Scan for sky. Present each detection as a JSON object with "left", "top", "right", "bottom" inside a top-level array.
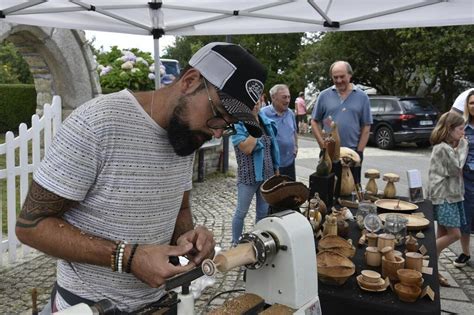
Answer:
[{"left": 86, "top": 31, "right": 174, "bottom": 56}]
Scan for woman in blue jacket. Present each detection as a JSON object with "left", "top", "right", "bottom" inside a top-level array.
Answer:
[{"left": 231, "top": 100, "right": 280, "bottom": 245}]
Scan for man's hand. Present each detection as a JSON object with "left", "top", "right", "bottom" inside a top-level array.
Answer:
[
  {"left": 131, "top": 243, "right": 195, "bottom": 288},
  {"left": 176, "top": 226, "right": 216, "bottom": 265}
]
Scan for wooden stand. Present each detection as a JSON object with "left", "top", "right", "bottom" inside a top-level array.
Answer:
[{"left": 309, "top": 173, "right": 334, "bottom": 209}]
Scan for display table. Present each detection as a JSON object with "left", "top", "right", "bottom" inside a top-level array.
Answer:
[{"left": 318, "top": 200, "right": 440, "bottom": 315}]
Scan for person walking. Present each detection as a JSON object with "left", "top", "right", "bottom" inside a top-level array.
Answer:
[
  {"left": 428, "top": 112, "right": 468, "bottom": 286},
  {"left": 311, "top": 61, "right": 372, "bottom": 184},
  {"left": 261, "top": 84, "right": 298, "bottom": 180},
  {"left": 453, "top": 89, "right": 474, "bottom": 268},
  {"left": 231, "top": 98, "right": 280, "bottom": 245},
  {"left": 16, "top": 43, "right": 266, "bottom": 314}
]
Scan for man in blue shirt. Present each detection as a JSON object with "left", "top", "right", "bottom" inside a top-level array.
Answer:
[
  {"left": 261, "top": 84, "right": 298, "bottom": 180},
  {"left": 311, "top": 61, "right": 372, "bottom": 184}
]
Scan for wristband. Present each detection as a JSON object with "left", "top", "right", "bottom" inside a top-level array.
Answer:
[{"left": 125, "top": 244, "right": 138, "bottom": 273}]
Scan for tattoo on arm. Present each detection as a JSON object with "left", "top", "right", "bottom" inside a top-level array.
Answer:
[{"left": 16, "top": 181, "right": 74, "bottom": 228}]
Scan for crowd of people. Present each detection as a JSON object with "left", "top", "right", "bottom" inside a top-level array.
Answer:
[{"left": 16, "top": 43, "right": 474, "bottom": 314}]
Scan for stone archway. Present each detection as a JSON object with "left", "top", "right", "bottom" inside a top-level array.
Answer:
[{"left": 0, "top": 23, "right": 102, "bottom": 117}]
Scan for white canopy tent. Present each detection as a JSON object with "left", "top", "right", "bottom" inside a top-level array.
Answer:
[{"left": 0, "top": 0, "right": 474, "bottom": 88}]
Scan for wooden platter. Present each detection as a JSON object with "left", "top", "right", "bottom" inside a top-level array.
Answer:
[
  {"left": 356, "top": 275, "right": 388, "bottom": 292},
  {"left": 379, "top": 212, "right": 430, "bottom": 230},
  {"left": 374, "top": 199, "right": 418, "bottom": 211}
]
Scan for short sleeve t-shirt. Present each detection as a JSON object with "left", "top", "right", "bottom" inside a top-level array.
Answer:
[{"left": 34, "top": 90, "right": 194, "bottom": 312}]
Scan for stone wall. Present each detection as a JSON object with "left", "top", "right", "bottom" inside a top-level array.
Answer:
[
  {"left": 0, "top": 23, "right": 222, "bottom": 180},
  {"left": 0, "top": 23, "right": 101, "bottom": 117}
]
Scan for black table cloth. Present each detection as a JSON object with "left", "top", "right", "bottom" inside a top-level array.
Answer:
[{"left": 318, "top": 200, "right": 440, "bottom": 315}]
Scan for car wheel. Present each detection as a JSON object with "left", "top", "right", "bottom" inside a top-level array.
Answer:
[
  {"left": 375, "top": 127, "right": 395, "bottom": 150},
  {"left": 416, "top": 140, "right": 431, "bottom": 148}
]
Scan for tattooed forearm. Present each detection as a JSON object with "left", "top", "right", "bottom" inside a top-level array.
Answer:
[{"left": 16, "top": 181, "right": 74, "bottom": 228}]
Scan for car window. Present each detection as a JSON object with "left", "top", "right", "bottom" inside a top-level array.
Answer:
[
  {"left": 370, "top": 99, "right": 380, "bottom": 114},
  {"left": 384, "top": 100, "right": 399, "bottom": 113},
  {"left": 400, "top": 98, "right": 434, "bottom": 112}
]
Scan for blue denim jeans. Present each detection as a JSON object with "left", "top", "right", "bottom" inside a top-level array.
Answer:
[
  {"left": 232, "top": 182, "right": 268, "bottom": 244},
  {"left": 461, "top": 171, "right": 474, "bottom": 234}
]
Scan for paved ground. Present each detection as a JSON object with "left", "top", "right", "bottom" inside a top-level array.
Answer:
[{"left": 0, "top": 175, "right": 474, "bottom": 314}]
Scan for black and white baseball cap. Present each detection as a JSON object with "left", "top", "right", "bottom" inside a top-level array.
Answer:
[{"left": 189, "top": 42, "right": 267, "bottom": 137}]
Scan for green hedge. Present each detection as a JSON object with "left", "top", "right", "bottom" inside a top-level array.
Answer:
[{"left": 0, "top": 84, "right": 36, "bottom": 133}]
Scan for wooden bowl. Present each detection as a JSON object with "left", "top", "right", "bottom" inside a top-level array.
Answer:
[
  {"left": 356, "top": 275, "right": 388, "bottom": 291},
  {"left": 318, "top": 235, "right": 355, "bottom": 258},
  {"left": 382, "top": 256, "right": 405, "bottom": 282},
  {"left": 397, "top": 269, "right": 423, "bottom": 286},
  {"left": 260, "top": 175, "right": 309, "bottom": 209},
  {"left": 360, "top": 270, "right": 382, "bottom": 283},
  {"left": 395, "top": 283, "right": 421, "bottom": 303},
  {"left": 316, "top": 250, "right": 355, "bottom": 285}
]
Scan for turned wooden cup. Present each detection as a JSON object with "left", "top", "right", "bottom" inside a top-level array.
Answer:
[
  {"left": 405, "top": 240, "right": 418, "bottom": 252},
  {"left": 365, "top": 246, "right": 382, "bottom": 267},
  {"left": 382, "top": 256, "right": 405, "bottom": 281},
  {"left": 365, "top": 233, "right": 379, "bottom": 247},
  {"left": 405, "top": 252, "right": 423, "bottom": 272},
  {"left": 380, "top": 246, "right": 396, "bottom": 261},
  {"left": 377, "top": 233, "right": 395, "bottom": 251}
]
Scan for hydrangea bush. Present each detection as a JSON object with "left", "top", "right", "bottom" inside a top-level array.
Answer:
[{"left": 95, "top": 46, "right": 169, "bottom": 91}]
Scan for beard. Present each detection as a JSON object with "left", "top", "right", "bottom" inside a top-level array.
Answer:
[{"left": 168, "top": 96, "right": 212, "bottom": 156}]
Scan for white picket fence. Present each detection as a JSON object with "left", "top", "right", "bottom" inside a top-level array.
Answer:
[{"left": 0, "top": 96, "right": 62, "bottom": 266}]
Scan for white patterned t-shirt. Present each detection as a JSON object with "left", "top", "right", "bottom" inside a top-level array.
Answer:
[{"left": 34, "top": 90, "right": 194, "bottom": 312}]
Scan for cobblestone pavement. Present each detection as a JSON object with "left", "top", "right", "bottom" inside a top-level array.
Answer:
[{"left": 0, "top": 175, "right": 474, "bottom": 314}]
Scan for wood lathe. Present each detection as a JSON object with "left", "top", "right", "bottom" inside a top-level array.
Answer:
[{"left": 202, "top": 210, "right": 321, "bottom": 314}]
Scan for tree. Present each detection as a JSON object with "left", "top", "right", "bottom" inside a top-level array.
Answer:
[
  {"left": 163, "top": 33, "right": 306, "bottom": 103},
  {"left": 294, "top": 26, "right": 474, "bottom": 109},
  {"left": 0, "top": 41, "right": 33, "bottom": 84}
]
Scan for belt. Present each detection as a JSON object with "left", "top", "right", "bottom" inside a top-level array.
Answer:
[
  {"left": 462, "top": 166, "right": 474, "bottom": 174},
  {"left": 51, "top": 282, "right": 178, "bottom": 315}
]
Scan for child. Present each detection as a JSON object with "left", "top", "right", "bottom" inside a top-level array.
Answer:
[
  {"left": 453, "top": 89, "right": 474, "bottom": 268},
  {"left": 428, "top": 112, "right": 467, "bottom": 286}
]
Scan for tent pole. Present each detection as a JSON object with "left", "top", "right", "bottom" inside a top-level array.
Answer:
[
  {"left": 222, "top": 35, "right": 232, "bottom": 174},
  {"left": 153, "top": 37, "right": 161, "bottom": 90}
]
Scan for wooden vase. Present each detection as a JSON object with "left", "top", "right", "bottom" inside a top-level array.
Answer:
[
  {"left": 340, "top": 165, "right": 355, "bottom": 196},
  {"left": 383, "top": 182, "right": 397, "bottom": 199},
  {"left": 365, "top": 178, "right": 379, "bottom": 196},
  {"left": 331, "top": 121, "right": 341, "bottom": 162}
]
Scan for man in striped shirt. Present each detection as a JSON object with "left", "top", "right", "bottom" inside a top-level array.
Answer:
[{"left": 16, "top": 43, "right": 266, "bottom": 313}]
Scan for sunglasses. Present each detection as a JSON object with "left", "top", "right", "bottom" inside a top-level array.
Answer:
[{"left": 203, "top": 79, "right": 236, "bottom": 136}]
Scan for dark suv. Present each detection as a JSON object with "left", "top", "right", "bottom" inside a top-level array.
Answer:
[{"left": 369, "top": 95, "right": 439, "bottom": 149}]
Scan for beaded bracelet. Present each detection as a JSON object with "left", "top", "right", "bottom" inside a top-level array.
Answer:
[
  {"left": 110, "top": 241, "right": 120, "bottom": 272},
  {"left": 117, "top": 241, "right": 127, "bottom": 273},
  {"left": 125, "top": 244, "right": 138, "bottom": 273}
]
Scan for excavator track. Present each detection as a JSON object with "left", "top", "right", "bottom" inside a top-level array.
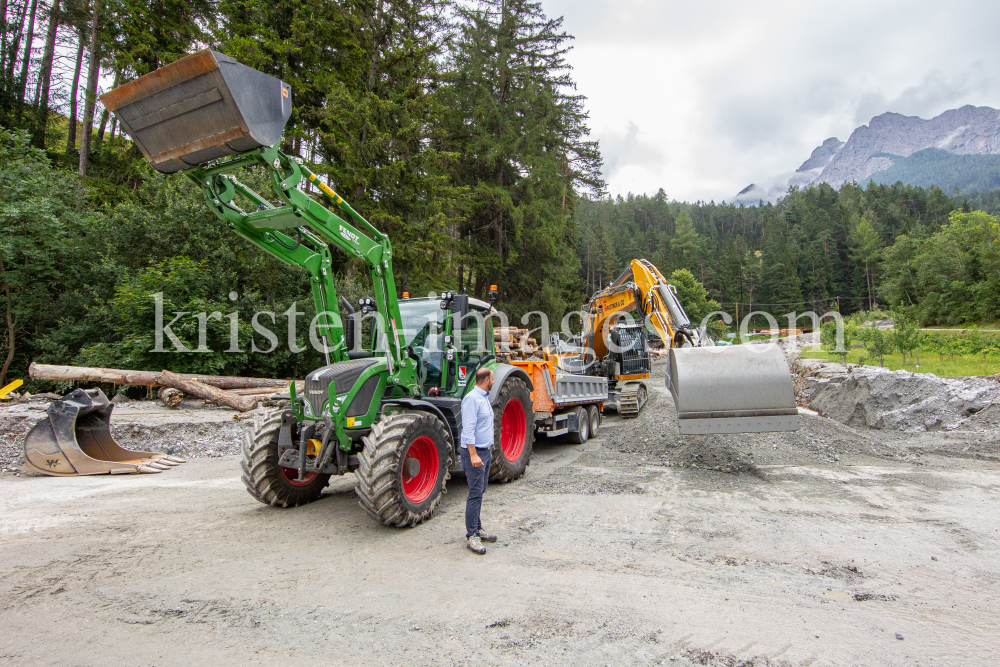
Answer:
[{"left": 618, "top": 382, "right": 647, "bottom": 419}]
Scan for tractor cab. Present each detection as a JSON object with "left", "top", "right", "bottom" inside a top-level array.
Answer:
[{"left": 392, "top": 292, "right": 496, "bottom": 396}]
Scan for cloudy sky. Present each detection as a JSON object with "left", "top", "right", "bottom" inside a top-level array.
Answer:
[{"left": 542, "top": 0, "right": 1000, "bottom": 201}]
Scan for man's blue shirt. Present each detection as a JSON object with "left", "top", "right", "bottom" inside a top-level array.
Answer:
[{"left": 462, "top": 386, "right": 493, "bottom": 449}]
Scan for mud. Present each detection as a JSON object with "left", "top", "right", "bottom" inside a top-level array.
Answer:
[{"left": 0, "top": 364, "right": 1000, "bottom": 667}]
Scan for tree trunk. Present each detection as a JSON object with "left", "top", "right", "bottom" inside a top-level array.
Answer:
[
  {"left": 16, "top": 0, "right": 38, "bottom": 113},
  {"left": 28, "top": 363, "right": 288, "bottom": 389},
  {"left": 80, "top": 0, "right": 101, "bottom": 176},
  {"left": 94, "top": 105, "right": 108, "bottom": 146},
  {"left": 160, "top": 371, "right": 258, "bottom": 412},
  {"left": 0, "top": 257, "right": 17, "bottom": 387},
  {"left": 368, "top": 0, "right": 385, "bottom": 92},
  {"left": 33, "top": 0, "right": 59, "bottom": 148},
  {"left": 66, "top": 30, "right": 85, "bottom": 153},
  {"left": 7, "top": 0, "right": 28, "bottom": 79},
  {"left": 0, "top": 0, "right": 7, "bottom": 78}
]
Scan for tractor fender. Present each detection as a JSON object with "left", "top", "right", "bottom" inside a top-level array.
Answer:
[
  {"left": 379, "top": 398, "right": 454, "bottom": 446},
  {"left": 490, "top": 364, "right": 535, "bottom": 405}
]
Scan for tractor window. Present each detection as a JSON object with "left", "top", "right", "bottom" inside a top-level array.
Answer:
[
  {"left": 455, "top": 312, "right": 488, "bottom": 384},
  {"left": 399, "top": 299, "right": 445, "bottom": 391}
]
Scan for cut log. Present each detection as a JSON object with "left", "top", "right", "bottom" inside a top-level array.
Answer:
[
  {"left": 156, "top": 387, "right": 184, "bottom": 408},
  {"left": 28, "top": 363, "right": 288, "bottom": 389},
  {"left": 229, "top": 382, "right": 305, "bottom": 396},
  {"left": 159, "top": 371, "right": 257, "bottom": 412}
]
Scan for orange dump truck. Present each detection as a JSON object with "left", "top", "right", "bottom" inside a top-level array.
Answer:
[{"left": 494, "top": 328, "right": 608, "bottom": 444}]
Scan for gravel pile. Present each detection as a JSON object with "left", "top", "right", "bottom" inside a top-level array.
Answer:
[{"left": 796, "top": 361, "right": 1000, "bottom": 433}]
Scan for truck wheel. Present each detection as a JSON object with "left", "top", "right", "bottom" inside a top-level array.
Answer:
[
  {"left": 587, "top": 405, "right": 601, "bottom": 438},
  {"left": 355, "top": 412, "right": 451, "bottom": 527},
  {"left": 240, "top": 410, "right": 330, "bottom": 507},
  {"left": 567, "top": 407, "right": 590, "bottom": 445},
  {"left": 490, "top": 377, "right": 535, "bottom": 482}
]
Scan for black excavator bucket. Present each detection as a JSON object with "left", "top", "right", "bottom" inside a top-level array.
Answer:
[
  {"left": 101, "top": 49, "right": 292, "bottom": 174},
  {"left": 24, "top": 389, "right": 184, "bottom": 477}
]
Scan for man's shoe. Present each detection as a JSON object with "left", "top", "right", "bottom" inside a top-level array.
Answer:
[{"left": 465, "top": 535, "right": 486, "bottom": 556}]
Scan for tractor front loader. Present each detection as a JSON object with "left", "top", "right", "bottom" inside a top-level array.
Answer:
[{"left": 101, "top": 50, "right": 534, "bottom": 526}]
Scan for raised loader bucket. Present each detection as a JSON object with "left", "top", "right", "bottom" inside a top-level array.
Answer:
[
  {"left": 101, "top": 49, "right": 292, "bottom": 174},
  {"left": 667, "top": 344, "right": 799, "bottom": 435},
  {"left": 24, "top": 389, "right": 184, "bottom": 476}
]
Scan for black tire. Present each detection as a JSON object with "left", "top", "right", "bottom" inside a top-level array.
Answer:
[
  {"left": 355, "top": 412, "right": 452, "bottom": 528},
  {"left": 240, "top": 410, "right": 330, "bottom": 507},
  {"left": 566, "top": 408, "right": 590, "bottom": 445},
  {"left": 490, "top": 377, "right": 535, "bottom": 482},
  {"left": 587, "top": 405, "right": 601, "bottom": 438}
]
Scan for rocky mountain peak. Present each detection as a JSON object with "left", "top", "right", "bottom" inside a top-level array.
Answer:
[{"left": 795, "top": 137, "right": 844, "bottom": 173}]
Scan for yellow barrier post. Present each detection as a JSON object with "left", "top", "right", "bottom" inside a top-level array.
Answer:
[{"left": 0, "top": 380, "right": 24, "bottom": 401}]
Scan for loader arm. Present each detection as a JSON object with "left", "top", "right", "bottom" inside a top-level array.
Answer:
[{"left": 184, "top": 146, "right": 415, "bottom": 384}]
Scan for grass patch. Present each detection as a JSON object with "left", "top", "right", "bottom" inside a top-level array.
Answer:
[{"left": 802, "top": 345, "right": 1000, "bottom": 377}]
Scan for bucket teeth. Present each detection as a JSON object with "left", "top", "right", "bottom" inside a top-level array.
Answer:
[
  {"left": 150, "top": 456, "right": 180, "bottom": 468},
  {"left": 24, "top": 389, "right": 184, "bottom": 477}
]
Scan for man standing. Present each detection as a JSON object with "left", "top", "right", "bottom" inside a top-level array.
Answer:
[{"left": 460, "top": 368, "right": 497, "bottom": 556}]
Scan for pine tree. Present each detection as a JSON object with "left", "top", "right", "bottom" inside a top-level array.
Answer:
[{"left": 447, "top": 0, "right": 603, "bottom": 315}]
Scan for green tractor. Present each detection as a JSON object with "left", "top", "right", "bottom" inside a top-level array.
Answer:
[{"left": 101, "top": 49, "right": 534, "bottom": 526}]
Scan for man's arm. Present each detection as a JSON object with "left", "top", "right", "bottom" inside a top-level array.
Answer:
[
  {"left": 462, "top": 398, "right": 483, "bottom": 468},
  {"left": 461, "top": 398, "right": 476, "bottom": 451}
]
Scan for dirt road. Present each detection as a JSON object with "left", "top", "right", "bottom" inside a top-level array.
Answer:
[{"left": 0, "top": 378, "right": 1000, "bottom": 667}]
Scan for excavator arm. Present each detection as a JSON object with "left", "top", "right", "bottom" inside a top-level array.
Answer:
[{"left": 586, "top": 259, "right": 697, "bottom": 358}]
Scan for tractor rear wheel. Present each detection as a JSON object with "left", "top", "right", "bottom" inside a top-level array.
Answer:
[
  {"left": 355, "top": 412, "right": 452, "bottom": 527},
  {"left": 240, "top": 410, "right": 330, "bottom": 507},
  {"left": 490, "top": 377, "right": 535, "bottom": 482}
]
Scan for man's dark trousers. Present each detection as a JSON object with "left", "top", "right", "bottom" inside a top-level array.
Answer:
[{"left": 459, "top": 447, "right": 490, "bottom": 537}]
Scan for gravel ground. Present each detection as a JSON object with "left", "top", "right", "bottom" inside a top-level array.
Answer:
[{"left": 0, "top": 364, "right": 1000, "bottom": 667}]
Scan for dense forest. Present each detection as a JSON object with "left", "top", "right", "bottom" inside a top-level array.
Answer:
[
  {"left": 0, "top": 0, "right": 603, "bottom": 382},
  {"left": 577, "top": 183, "right": 1000, "bottom": 326},
  {"left": 0, "top": 0, "right": 1000, "bottom": 392}
]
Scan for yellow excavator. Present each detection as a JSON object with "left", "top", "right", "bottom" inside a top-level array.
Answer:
[
  {"left": 557, "top": 259, "right": 701, "bottom": 418},
  {"left": 550, "top": 259, "right": 799, "bottom": 435}
]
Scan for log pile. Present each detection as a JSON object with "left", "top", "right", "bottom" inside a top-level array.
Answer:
[
  {"left": 493, "top": 327, "right": 538, "bottom": 362},
  {"left": 28, "top": 363, "right": 292, "bottom": 412}
]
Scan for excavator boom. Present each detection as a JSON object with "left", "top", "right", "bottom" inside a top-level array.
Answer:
[{"left": 584, "top": 259, "right": 799, "bottom": 434}]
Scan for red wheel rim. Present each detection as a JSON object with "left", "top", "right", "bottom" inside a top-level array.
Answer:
[
  {"left": 500, "top": 398, "right": 528, "bottom": 462},
  {"left": 400, "top": 435, "right": 441, "bottom": 503},
  {"left": 280, "top": 466, "right": 319, "bottom": 486}
]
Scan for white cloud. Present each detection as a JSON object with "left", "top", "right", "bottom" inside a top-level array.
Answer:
[{"left": 542, "top": 0, "right": 1000, "bottom": 201}]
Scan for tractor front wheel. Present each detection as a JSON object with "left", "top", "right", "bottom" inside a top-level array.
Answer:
[
  {"left": 355, "top": 412, "right": 451, "bottom": 527},
  {"left": 490, "top": 377, "right": 535, "bottom": 482},
  {"left": 240, "top": 410, "right": 330, "bottom": 507}
]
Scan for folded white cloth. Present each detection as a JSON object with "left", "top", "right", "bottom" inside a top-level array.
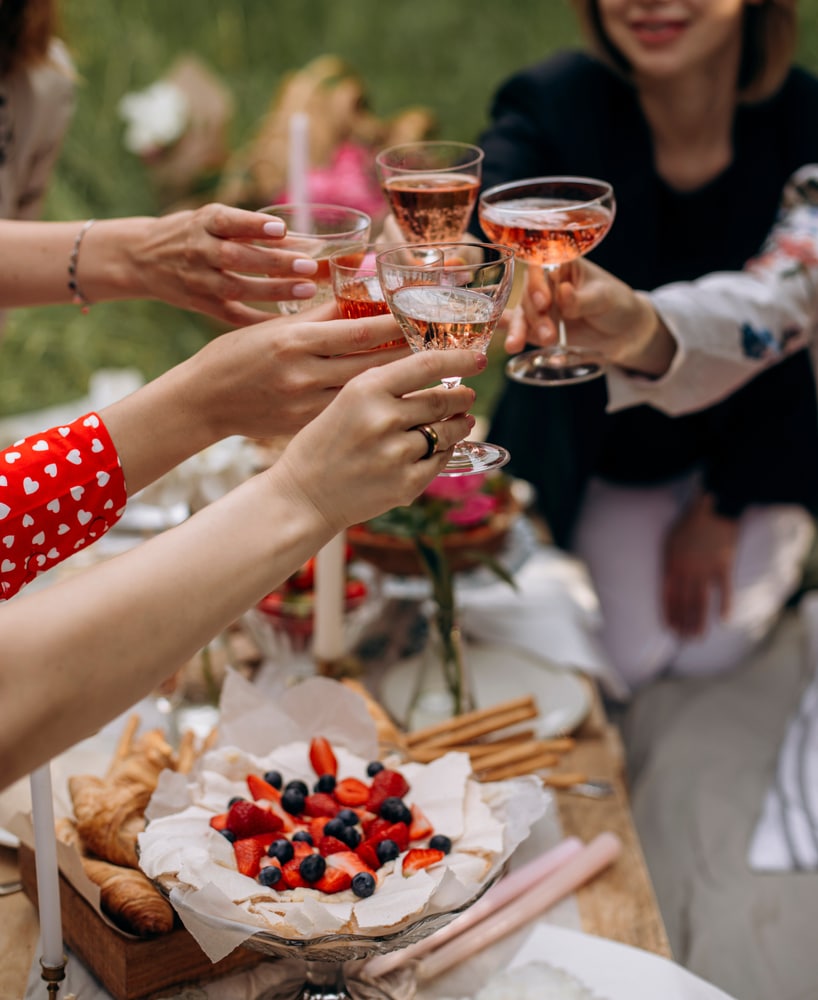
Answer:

• PROBLEM DESCRIPTION: Reproduce exactly and only the lines from the line that contains "Scan for yellow excavator." to the end of the data above, both ends included. No pictures go in the copy.

• SOLUTION TO THIS EXERCISE:
Scan for yellow excavator. Present each detection as a JSON object with "left", "top", "right", "bottom" inside a top-level array.
Answer:
[
  {"left": 557, "top": 259, "right": 701, "bottom": 418},
  {"left": 550, "top": 259, "right": 799, "bottom": 435}
]
Scan for log pile. Present each detection as a JSON object with "left", "top", "right", "bottom" inside a top-level array.
Answer:
[
  {"left": 493, "top": 327, "right": 538, "bottom": 362},
  {"left": 28, "top": 363, "right": 292, "bottom": 412}
]
Scan for excavator boom. Present each detection as a JSON object with "left", "top", "right", "bottom" inside a top-level array.
Answer:
[{"left": 584, "top": 259, "right": 799, "bottom": 434}]
Scan for red wheel rim. Present each detection as a JSON object with "left", "top", "right", "bottom" inside a top-level array.
Answer:
[
  {"left": 500, "top": 398, "right": 528, "bottom": 462},
  {"left": 400, "top": 435, "right": 441, "bottom": 503},
  {"left": 280, "top": 466, "right": 319, "bottom": 486}
]
Scan for white cloud. Present each detection as a JSON object with "left", "top", "right", "bottom" inside a top-level array.
Answer:
[{"left": 542, "top": 0, "right": 1000, "bottom": 201}]
Scan for tractor front wheel. Present each detection as a JSON object with "left", "top", "right", "bottom" inside a top-level array.
Answer:
[
  {"left": 355, "top": 412, "right": 451, "bottom": 527},
  {"left": 490, "top": 377, "right": 535, "bottom": 482},
  {"left": 240, "top": 410, "right": 330, "bottom": 507}
]
Scan for folded white cloth. Present each detection as a JSON object with "left", "top", "right", "bottom" inside a top-level array.
Answer:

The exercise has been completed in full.